++++ INFORMATION GIVEN

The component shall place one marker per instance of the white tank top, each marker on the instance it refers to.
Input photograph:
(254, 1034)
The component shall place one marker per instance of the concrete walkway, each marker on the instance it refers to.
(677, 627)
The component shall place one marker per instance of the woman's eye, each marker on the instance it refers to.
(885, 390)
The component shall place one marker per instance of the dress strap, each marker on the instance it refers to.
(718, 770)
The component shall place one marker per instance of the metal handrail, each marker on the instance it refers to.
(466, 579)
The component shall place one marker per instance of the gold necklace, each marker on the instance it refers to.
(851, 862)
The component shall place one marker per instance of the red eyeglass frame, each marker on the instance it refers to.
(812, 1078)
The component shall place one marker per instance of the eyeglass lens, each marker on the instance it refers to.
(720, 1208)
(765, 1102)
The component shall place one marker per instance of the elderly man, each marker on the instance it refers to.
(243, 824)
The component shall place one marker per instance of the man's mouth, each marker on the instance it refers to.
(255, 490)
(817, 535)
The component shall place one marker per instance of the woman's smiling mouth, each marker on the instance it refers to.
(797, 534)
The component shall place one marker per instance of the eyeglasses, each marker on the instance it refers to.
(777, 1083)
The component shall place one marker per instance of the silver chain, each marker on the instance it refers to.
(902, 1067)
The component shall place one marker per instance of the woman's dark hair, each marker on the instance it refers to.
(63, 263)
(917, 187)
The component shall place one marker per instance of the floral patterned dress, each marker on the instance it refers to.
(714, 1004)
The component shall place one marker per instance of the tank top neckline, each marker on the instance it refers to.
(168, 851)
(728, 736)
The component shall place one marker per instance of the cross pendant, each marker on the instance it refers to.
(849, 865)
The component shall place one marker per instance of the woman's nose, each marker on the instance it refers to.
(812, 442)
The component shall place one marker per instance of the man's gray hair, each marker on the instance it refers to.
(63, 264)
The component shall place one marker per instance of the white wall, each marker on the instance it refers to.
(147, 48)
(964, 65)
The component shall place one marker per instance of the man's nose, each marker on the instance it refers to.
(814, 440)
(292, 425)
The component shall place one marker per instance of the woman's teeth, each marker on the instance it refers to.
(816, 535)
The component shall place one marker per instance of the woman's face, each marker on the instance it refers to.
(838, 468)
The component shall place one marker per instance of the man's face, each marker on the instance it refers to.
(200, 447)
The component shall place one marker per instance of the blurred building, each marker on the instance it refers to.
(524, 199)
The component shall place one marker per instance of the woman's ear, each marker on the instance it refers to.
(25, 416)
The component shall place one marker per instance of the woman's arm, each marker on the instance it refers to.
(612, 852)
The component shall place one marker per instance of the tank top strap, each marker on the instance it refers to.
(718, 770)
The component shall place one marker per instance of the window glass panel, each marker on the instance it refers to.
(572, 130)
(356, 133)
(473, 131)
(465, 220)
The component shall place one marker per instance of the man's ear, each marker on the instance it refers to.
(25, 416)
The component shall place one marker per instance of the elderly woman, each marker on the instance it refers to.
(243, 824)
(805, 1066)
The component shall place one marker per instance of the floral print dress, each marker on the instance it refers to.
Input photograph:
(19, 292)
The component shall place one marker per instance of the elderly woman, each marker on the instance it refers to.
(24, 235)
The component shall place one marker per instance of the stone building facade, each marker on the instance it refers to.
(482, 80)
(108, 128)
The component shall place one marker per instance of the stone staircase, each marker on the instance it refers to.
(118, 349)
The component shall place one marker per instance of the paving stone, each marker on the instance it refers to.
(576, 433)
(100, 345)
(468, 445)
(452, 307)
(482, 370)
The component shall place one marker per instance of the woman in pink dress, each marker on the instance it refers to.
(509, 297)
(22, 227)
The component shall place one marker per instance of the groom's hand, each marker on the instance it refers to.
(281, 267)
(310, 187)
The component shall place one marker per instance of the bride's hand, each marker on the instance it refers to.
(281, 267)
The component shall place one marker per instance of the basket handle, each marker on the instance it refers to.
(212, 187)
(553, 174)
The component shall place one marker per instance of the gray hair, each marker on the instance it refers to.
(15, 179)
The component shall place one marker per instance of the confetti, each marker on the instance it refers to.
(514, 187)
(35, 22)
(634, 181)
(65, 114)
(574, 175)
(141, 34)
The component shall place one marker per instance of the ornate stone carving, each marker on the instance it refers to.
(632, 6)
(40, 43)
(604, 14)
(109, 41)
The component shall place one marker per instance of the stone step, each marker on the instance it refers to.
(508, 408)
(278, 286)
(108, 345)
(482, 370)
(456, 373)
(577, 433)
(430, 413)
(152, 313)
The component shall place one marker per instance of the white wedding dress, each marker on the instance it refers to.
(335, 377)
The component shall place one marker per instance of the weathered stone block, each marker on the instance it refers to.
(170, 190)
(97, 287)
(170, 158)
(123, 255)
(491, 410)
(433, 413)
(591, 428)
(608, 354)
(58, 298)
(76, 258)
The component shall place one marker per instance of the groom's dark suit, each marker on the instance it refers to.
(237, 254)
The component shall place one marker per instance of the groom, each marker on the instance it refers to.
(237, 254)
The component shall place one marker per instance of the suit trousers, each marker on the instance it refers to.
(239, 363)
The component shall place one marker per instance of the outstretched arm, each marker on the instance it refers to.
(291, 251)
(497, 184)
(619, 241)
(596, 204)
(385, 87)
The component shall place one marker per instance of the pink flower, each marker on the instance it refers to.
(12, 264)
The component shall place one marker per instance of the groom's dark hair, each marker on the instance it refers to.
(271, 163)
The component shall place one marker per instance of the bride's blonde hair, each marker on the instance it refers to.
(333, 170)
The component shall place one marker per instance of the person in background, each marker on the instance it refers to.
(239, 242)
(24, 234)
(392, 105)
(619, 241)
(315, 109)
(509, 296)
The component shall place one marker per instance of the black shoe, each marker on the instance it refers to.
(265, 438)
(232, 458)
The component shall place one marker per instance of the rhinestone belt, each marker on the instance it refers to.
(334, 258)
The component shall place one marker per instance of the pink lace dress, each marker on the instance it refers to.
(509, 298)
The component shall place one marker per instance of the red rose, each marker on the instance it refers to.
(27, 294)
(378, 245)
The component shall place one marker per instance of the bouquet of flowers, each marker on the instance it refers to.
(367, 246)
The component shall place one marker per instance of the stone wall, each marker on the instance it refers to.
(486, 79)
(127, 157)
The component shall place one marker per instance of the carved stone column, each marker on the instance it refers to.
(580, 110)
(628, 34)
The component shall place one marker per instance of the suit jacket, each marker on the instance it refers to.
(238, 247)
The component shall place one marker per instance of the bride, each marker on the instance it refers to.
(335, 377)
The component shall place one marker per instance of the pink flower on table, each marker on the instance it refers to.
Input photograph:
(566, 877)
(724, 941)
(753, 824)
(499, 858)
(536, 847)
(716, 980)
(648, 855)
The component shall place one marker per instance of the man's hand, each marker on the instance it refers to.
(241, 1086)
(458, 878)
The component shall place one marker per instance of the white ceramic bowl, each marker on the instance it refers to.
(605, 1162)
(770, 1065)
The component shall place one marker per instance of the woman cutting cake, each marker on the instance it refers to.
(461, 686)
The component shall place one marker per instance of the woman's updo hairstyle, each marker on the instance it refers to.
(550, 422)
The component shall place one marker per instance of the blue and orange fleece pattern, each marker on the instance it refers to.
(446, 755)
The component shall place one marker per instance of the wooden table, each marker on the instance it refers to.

++++++++

WHAT THIS TASK INVOLVES: Scale the part of the data that opens with the line containing "of the rhinestone" and runs through the end of the data, both ends included. Reproduce every line, requests included, and multiply each coordinate in the answers by 1.15, rounding to whole numbers with halves going up.

EXERCISE ANSWER:
The component shall place one marker per instance of the rhinestone belt, each marker on the instance it refers to.
(384, 297)
The component shall place one marker per instance of the pink lace dress, each marker on the instance it refers to.
(585, 343)
The component shall place one marker per instance of the red rose, each marker on the instance it refers to.
(31, 338)
(435, 282)
The component shall place one marker per instance of the bouquet of flowers, each marker on the instance it refers to.
(422, 283)
The component shall place one marker per instance of the stone wall, each marker on the instance it refers to.
(559, 91)
(146, 181)
The component shall place one marker per instance of the carved stone column, each marker on the instance it refers to.
(667, 127)
(722, 39)
The component shall place one marker per instance of the suit jacket, each marker on the instance it refers to.
(274, 284)
The component shall place one marker per instance of the bride, each marker on the instance it refers to.
(385, 434)
The component shall place one marker per instance of the pink flower on table, each marker on the instance it refers to.
Input photograph:
(651, 1009)
(833, 1082)
(866, 948)
(574, 987)
(616, 974)
(823, 1127)
(745, 983)
The component shall place one marker per instance of the man's hand, each marker on the instance it refers to.
(277, 1249)
(527, 1010)
The component shall place one marker per instance of the white ceramic bowl, each marker on the instance it refers to.
(696, 1336)
(886, 1225)
The component shall place one marker per instance of the woman cutting cake, each marker on the instance it refers to.
(530, 789)
The component shall place one marker per instance of the woman's updo hairstyle, each marker on the instance it refers to.
(633, 485)
The component shall place one marker per instance of the blue and orange fleece pattern, each marker on the instance it refers to.
(513, 868)
The component shall place one marker per instance of the wooden table, each marker on the instance it refers to.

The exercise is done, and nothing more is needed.